What to produce: Show, from the records below, all lines that contain the word "white".

Entries supplied:
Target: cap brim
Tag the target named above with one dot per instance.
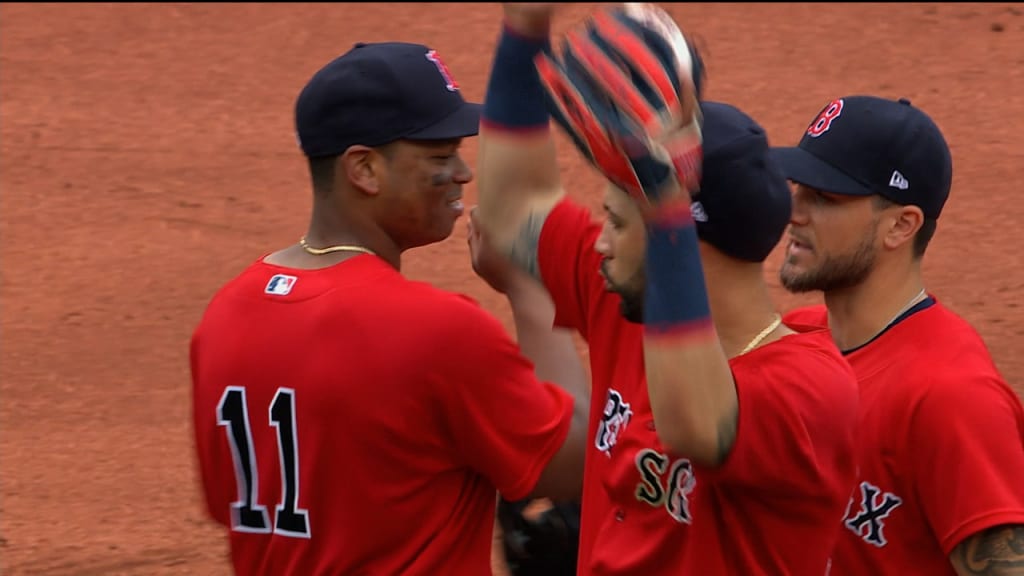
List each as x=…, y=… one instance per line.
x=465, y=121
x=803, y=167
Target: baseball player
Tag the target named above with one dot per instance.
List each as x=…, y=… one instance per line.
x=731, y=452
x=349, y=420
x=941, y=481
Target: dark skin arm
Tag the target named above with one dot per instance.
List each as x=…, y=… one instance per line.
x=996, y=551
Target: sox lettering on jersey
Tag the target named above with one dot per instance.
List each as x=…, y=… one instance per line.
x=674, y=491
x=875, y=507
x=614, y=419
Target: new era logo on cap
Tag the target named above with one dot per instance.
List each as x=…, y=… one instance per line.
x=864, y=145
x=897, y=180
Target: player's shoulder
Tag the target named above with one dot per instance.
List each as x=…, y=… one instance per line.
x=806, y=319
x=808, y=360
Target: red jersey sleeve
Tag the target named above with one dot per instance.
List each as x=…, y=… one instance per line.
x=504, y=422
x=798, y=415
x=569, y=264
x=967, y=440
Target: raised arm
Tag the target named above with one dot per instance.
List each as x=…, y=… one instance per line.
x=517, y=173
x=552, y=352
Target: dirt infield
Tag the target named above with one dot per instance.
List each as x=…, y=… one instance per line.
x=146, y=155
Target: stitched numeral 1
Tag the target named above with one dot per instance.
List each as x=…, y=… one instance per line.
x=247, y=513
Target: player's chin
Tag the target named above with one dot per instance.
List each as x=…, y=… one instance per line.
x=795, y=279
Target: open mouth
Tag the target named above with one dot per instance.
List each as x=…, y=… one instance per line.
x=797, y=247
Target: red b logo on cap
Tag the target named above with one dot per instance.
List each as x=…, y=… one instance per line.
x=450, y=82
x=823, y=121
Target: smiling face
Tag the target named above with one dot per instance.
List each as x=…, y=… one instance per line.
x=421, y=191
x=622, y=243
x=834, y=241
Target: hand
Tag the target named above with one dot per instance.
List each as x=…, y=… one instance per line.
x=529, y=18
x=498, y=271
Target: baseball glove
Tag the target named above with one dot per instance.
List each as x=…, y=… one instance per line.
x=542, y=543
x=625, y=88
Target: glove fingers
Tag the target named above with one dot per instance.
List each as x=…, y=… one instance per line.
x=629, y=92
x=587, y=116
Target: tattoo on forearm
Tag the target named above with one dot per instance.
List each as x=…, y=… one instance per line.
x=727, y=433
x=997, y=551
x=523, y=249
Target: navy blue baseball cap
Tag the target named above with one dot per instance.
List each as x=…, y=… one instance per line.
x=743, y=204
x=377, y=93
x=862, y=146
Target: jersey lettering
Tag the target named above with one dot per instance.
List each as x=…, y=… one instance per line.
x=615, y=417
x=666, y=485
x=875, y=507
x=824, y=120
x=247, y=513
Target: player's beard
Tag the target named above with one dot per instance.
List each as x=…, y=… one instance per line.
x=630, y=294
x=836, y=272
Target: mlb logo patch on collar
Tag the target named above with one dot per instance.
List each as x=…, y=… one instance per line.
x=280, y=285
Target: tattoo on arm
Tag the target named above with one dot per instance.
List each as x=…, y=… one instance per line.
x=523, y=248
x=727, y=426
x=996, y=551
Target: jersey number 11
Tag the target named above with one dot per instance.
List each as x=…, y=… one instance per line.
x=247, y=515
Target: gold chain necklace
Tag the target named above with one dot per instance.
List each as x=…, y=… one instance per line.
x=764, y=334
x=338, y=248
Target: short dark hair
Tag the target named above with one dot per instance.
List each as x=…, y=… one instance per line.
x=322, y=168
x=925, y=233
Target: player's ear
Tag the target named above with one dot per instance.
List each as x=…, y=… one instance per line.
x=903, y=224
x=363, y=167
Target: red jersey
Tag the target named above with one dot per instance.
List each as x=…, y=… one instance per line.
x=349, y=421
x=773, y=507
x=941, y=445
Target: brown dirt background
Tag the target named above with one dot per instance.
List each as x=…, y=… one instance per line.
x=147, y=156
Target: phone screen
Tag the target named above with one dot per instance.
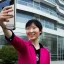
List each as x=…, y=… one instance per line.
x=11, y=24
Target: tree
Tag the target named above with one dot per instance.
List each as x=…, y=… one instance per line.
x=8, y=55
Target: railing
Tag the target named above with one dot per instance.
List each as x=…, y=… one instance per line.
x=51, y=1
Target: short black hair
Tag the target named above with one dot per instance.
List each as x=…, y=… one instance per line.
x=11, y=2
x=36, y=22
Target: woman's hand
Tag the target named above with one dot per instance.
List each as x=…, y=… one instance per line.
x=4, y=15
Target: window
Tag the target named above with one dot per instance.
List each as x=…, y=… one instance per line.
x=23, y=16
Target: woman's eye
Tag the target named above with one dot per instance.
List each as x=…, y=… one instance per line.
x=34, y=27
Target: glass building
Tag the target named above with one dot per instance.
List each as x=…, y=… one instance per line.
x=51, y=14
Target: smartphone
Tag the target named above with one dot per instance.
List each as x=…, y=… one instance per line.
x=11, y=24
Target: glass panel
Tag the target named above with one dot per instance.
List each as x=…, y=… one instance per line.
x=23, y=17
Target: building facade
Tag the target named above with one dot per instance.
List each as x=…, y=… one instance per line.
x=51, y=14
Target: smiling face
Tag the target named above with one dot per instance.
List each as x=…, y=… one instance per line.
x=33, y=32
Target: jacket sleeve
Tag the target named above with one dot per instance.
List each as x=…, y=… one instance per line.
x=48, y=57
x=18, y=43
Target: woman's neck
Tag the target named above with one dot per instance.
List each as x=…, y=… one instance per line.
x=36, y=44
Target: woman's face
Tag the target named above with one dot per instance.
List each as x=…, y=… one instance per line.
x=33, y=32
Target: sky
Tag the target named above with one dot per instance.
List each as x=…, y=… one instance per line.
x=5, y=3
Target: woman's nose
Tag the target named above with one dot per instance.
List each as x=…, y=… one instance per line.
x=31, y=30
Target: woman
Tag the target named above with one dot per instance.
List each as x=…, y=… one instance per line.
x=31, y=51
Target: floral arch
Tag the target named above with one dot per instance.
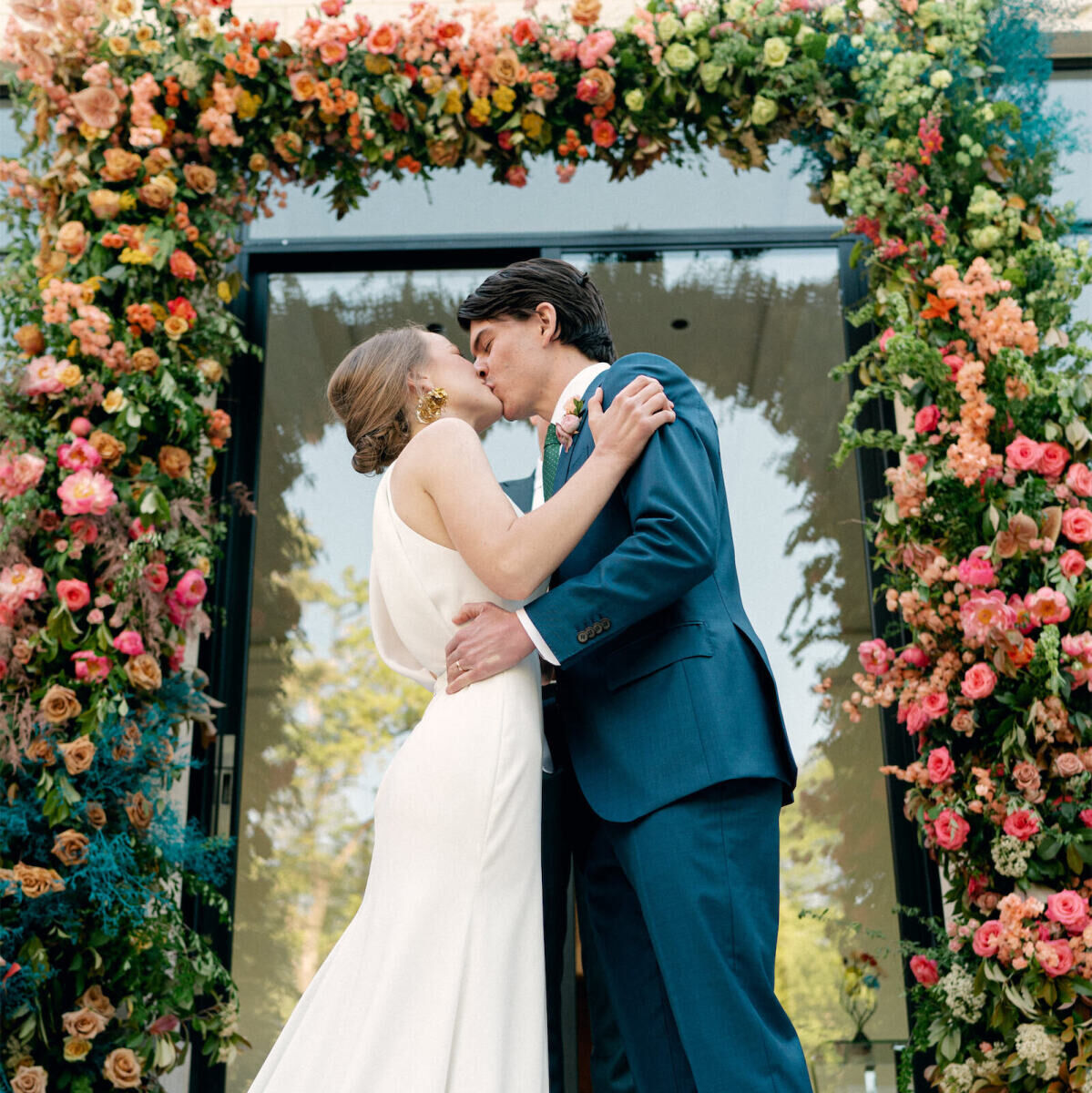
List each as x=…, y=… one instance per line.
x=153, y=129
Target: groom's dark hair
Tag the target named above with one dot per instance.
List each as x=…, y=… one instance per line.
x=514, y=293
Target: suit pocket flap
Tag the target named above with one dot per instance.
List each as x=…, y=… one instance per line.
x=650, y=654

* * *

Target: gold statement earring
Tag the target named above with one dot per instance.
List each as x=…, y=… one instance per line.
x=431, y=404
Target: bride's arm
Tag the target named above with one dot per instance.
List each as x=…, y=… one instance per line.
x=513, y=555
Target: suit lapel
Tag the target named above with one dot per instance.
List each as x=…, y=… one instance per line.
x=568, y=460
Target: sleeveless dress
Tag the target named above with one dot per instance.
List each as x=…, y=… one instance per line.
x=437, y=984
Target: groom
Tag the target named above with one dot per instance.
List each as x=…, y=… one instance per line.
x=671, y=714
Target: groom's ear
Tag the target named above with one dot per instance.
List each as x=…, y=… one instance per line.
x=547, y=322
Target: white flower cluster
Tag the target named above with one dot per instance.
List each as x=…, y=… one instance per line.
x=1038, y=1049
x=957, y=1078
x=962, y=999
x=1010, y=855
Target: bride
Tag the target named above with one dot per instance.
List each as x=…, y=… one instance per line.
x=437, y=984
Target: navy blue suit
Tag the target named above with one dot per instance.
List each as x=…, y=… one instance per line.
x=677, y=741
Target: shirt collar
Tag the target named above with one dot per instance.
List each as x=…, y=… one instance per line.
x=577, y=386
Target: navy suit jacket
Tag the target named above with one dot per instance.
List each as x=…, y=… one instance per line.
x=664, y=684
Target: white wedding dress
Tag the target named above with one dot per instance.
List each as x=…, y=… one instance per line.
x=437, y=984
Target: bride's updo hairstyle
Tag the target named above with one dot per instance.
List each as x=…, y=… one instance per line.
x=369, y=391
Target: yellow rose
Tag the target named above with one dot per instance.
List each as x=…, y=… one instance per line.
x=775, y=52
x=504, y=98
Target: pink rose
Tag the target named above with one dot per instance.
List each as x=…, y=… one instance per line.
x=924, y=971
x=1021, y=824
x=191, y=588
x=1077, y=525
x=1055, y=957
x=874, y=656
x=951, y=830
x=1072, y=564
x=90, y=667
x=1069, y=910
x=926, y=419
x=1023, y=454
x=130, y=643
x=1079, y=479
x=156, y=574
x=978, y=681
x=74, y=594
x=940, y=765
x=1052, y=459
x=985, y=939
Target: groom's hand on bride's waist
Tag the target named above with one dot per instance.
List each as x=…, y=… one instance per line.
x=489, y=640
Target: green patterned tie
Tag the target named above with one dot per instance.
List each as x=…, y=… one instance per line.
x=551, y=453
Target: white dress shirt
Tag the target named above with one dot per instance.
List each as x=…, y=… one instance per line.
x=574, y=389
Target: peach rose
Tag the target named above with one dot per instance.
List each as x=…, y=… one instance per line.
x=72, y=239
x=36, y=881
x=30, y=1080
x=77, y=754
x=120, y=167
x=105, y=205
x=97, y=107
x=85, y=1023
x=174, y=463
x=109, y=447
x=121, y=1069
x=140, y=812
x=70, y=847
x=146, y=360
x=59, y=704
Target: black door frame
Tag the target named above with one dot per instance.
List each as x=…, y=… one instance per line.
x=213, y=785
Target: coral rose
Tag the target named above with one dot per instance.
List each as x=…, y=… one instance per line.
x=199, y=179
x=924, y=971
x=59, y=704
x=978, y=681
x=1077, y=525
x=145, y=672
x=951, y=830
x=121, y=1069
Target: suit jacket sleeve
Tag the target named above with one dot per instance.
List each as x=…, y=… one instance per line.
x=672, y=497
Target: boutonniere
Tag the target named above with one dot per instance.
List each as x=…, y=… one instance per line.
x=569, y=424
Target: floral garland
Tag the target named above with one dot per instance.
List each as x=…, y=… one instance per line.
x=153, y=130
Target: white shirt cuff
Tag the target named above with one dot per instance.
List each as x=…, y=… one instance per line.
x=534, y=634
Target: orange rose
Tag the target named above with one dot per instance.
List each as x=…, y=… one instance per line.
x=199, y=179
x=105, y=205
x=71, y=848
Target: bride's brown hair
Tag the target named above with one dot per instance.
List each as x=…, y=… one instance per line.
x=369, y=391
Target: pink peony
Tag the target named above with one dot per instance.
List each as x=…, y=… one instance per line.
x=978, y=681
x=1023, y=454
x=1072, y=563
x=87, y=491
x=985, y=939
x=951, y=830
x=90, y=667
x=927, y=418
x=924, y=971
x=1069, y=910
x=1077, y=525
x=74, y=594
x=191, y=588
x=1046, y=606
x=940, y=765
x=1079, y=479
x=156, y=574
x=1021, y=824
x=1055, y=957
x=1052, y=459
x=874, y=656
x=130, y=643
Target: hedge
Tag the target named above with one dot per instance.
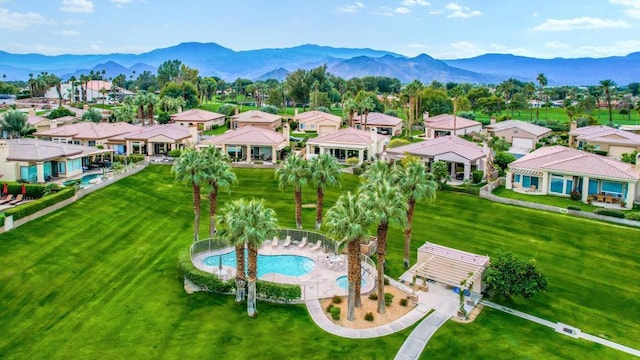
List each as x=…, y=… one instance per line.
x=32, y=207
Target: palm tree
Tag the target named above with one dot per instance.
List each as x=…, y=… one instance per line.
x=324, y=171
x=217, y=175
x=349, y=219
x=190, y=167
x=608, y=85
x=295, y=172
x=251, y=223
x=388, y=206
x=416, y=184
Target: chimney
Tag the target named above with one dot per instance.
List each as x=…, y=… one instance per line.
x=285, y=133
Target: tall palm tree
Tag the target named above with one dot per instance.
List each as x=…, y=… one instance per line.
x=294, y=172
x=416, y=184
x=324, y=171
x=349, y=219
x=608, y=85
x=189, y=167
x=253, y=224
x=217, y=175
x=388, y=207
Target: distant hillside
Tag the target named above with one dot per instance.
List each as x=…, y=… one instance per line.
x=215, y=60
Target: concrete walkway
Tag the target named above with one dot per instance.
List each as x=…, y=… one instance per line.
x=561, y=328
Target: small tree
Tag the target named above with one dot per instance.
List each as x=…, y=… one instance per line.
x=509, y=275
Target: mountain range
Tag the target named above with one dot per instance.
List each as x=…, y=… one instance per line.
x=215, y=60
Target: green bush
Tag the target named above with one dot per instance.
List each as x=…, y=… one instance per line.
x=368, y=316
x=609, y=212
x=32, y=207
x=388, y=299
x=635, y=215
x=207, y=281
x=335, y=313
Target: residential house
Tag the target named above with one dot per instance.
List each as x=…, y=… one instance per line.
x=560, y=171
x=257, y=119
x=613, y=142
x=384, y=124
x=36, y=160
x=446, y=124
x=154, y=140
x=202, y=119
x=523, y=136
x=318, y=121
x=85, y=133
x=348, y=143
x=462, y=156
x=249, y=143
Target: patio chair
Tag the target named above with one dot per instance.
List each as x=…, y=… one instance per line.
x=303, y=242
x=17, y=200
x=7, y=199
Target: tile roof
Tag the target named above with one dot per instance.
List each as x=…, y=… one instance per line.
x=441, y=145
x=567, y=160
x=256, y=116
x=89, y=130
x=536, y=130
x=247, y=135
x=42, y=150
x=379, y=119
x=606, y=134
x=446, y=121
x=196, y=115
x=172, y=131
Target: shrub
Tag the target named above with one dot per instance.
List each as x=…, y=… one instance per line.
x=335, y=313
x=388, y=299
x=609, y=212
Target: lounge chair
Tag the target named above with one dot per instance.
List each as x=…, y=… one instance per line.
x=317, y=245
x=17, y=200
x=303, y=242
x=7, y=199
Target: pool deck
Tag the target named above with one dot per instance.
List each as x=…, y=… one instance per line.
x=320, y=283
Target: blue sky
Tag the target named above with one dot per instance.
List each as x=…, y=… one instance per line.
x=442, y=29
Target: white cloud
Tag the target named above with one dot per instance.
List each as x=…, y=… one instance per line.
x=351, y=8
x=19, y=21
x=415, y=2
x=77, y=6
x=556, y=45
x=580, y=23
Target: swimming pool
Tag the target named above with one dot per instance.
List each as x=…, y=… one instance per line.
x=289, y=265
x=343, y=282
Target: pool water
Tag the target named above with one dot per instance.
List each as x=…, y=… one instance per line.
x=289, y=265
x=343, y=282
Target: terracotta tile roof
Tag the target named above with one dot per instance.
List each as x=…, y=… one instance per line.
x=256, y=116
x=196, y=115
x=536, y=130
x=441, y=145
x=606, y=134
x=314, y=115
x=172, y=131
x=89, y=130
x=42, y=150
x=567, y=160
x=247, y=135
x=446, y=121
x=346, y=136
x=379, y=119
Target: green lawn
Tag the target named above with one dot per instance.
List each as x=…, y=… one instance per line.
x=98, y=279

==

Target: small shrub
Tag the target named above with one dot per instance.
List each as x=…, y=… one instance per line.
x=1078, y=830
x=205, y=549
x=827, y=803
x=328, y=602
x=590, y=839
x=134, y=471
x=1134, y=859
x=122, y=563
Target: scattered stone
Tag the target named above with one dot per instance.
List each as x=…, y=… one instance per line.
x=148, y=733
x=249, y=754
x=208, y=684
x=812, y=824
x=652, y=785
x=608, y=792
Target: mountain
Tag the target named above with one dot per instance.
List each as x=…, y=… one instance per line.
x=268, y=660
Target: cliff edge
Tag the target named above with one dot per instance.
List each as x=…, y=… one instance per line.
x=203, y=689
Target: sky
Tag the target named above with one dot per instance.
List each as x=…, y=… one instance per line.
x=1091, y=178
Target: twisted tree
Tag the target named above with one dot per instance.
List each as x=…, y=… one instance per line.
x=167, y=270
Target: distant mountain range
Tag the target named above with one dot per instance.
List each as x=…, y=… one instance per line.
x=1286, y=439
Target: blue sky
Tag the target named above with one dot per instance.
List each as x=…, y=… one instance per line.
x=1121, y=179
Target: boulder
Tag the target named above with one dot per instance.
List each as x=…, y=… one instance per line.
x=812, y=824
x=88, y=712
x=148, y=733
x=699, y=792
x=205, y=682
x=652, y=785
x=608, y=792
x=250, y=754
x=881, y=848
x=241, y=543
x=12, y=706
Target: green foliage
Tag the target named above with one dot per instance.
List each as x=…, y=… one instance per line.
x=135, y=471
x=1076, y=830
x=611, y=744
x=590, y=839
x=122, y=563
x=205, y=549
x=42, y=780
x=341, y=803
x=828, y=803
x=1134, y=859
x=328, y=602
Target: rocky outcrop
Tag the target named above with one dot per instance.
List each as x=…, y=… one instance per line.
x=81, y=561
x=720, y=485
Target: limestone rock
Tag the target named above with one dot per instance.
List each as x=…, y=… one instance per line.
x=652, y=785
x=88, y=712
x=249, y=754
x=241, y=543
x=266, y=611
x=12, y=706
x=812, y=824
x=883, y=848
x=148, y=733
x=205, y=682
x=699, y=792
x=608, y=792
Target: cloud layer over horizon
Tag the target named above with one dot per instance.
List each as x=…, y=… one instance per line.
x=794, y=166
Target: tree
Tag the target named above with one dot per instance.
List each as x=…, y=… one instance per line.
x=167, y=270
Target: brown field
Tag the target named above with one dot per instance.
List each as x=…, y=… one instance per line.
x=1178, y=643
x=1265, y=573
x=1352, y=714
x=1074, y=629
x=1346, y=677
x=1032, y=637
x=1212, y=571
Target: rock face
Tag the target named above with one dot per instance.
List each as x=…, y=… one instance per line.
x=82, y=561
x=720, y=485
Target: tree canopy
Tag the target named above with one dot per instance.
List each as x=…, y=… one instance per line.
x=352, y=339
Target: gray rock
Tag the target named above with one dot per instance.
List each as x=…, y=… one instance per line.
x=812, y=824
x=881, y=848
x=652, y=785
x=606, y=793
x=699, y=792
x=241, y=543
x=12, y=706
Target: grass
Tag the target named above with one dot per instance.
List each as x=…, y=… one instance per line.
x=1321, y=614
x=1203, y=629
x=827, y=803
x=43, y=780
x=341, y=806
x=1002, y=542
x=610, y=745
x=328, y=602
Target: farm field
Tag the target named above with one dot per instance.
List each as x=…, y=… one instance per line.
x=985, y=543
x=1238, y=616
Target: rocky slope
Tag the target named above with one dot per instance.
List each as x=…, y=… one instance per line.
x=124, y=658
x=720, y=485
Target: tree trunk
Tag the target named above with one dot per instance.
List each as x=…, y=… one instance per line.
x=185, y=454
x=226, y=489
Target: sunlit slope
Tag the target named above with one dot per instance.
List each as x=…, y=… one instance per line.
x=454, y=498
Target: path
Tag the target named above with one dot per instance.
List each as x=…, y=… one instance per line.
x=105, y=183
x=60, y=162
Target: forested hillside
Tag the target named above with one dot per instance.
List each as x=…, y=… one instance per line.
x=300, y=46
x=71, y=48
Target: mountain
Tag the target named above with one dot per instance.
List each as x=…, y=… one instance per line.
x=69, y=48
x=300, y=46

Response below:
Target: white flower cluster
Target: white wedding dress
Target: white dress shirt
Target: white shirt cuff
Target: white cloud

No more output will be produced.